SOAL: Salin ulang seluruh catatan di bawah dengan mengganti "indicate" menjadi "locate" dan membiarkan bagian lain tetap sama. Gambar tidak perlu dimasukkan ke dalam jawaban.

[Data tersimpan]
══════

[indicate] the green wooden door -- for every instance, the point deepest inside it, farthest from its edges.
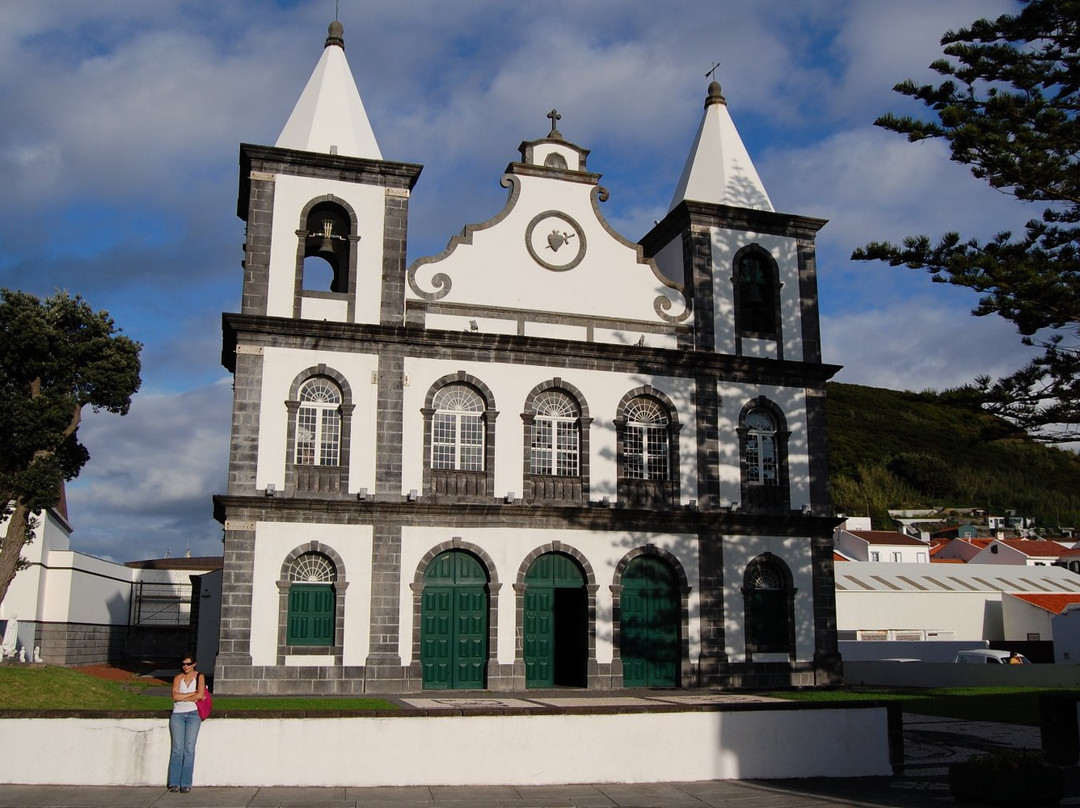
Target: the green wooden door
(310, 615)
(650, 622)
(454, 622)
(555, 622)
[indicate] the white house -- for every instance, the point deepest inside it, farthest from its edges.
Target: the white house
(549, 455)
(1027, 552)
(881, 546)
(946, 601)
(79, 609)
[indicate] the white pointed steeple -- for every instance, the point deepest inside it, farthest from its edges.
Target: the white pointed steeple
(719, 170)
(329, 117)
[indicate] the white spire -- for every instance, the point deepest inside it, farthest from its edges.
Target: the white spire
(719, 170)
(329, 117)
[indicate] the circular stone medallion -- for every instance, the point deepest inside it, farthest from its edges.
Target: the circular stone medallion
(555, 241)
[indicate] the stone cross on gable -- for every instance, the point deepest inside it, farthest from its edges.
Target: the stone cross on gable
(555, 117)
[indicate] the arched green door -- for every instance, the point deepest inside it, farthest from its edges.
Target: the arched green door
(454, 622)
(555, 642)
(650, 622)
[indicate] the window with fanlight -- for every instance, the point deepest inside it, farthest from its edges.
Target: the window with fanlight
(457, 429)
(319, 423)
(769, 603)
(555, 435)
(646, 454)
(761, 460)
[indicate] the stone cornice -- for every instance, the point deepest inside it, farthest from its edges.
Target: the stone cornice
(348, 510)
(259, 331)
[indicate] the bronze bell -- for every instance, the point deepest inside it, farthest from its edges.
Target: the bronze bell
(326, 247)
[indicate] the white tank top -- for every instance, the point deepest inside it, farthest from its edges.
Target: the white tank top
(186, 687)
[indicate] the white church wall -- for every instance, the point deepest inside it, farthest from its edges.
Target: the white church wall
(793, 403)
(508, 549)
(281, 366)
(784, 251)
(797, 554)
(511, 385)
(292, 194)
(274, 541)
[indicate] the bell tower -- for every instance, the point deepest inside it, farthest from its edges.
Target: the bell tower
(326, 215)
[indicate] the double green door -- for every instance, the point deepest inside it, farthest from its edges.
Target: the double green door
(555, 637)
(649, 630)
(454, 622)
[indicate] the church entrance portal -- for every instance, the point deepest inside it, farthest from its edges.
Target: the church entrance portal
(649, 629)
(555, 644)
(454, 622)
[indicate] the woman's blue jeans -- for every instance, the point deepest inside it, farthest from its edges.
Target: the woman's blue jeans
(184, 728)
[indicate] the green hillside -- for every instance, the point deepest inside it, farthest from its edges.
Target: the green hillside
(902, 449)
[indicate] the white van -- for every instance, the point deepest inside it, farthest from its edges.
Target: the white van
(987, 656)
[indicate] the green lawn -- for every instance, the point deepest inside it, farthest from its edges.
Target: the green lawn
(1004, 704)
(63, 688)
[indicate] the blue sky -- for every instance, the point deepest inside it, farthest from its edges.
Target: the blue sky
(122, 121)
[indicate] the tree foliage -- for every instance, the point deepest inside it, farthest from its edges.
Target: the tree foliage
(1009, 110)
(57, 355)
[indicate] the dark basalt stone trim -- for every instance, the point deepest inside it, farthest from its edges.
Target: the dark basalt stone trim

══════

PENYELESAIAN SOAL:
[locate] the green wooden door -- for every instance, the point deepest inside it, farthest from its edges.
Target: the green wooden door
(310, 615)
(650, 622)
(454, 622)
(555, 622)
[locate] the white house -- for every instance, the point deepest inside it, farthest from its edges.
Target: the white house
(549, 455)
(1027, 552)
(881, 546)
(946, 601)
(79, 609)
[locate] the white pointed steeple -- for every instance, the point deepest inside it, farthest from its edges.
Target: the white pointed steeple
(719, 170)
(329, 117)
[locate] the white spire -- for every instance, the point deepest inside it, farthest from its edges.
Target: the white spire
(719, 170)
(329, 117)
[locate] the circular stone medallion -- for every instance, the point deepest inside it, farthest from its edges.
Target: the circular stone medallion
(555, 241)
[locate] the stone cross on gable -- for every instance, the point deepest inside it, farthest from its edges.
Target: the stone cross on gable
(555, 117)
[locate] the arched green door -- for every instance, the point deepest inside it, farthest from its edges.
Target: the arched green door
(454, 622)
(555, 642)
(650, 622)
[locate] the window with fanlight -- for every instance, the point deepest inside it, farthest from its edges.
Target: the window with fanlight
(457, 429)
(319, 423)
(769, 603)
(555, 435)
(646, 454)
(761, 460)
[locate] the stone cornice -- for every instance, the point deepest inside it, farthest from its edges.
Target: the stone cornice
(348, 510)
(259, 331)
[locate] the bronze bell -- for every instance, the point deepest inside it, farthest from its edges.
Target: the bronze bell
(326, 247)
[locate] the white tank top -- for every instance, the point deepest inside it, farthest from its edges.
Target: the white tank top
(186, 687)
[locate] the white church wall -- for every instance, the point deepest inside it, farthest from its edges.
Target: the white church wall
(793, 403)
(508, 549)
(281, 366)
(784, 251)
(797, 554)
(511, 385)
(292, 194)
(274, 541)
[locate] the bell tower -- for every instance, the point deepest inside it, farthest from its edges.
Target: the bell tower
(326, 215)
[locate] the double green door -- for every instance, the point deepest inside it, farthest from its edges.
Target: the double green door
(555, 637)
(649, 630)
(454, 622)
[locate] the church entrance portal -- for every instance, the point deepest inside it, farthest from its edges.
Target: the church entrance portal
(649, 629)
(555, 644)
(454, 622)
[locate] the woman's blue jeans -- for every instance, the point deepest inside it, farthest from its edges.
Target: the woman's blue jeans
(184, 728)
[locate] the green hillside -- for every instance, the point deepest inside it, farthest from its edges.
Target: the green hillside
(902, 449)
[locate] the white van -- for every instance, the point deepest inside it, farthest from its edges.
Target: the white van
(987, 656)
[locate] the green lawn -- for every instance, the point deepest inside it, farthest from its edges.
Target: the green lawn
(1004, 704)
(63, 688)
[locate] the blue sky -- for every instance, the point deepest inside it, farthest from its edges.
Target: the blue sky
(122, 121)
[locate] the tree foliage -- for every instance, the point deepest inside it, farthest from its edges.
Target: the tree foliage
(1009, 110)
(57, 355)
[locate] the dark basalt stone trim -- for every instance, the point deepest inside it, farthest from its edges.
Target: the dark basalt stone trim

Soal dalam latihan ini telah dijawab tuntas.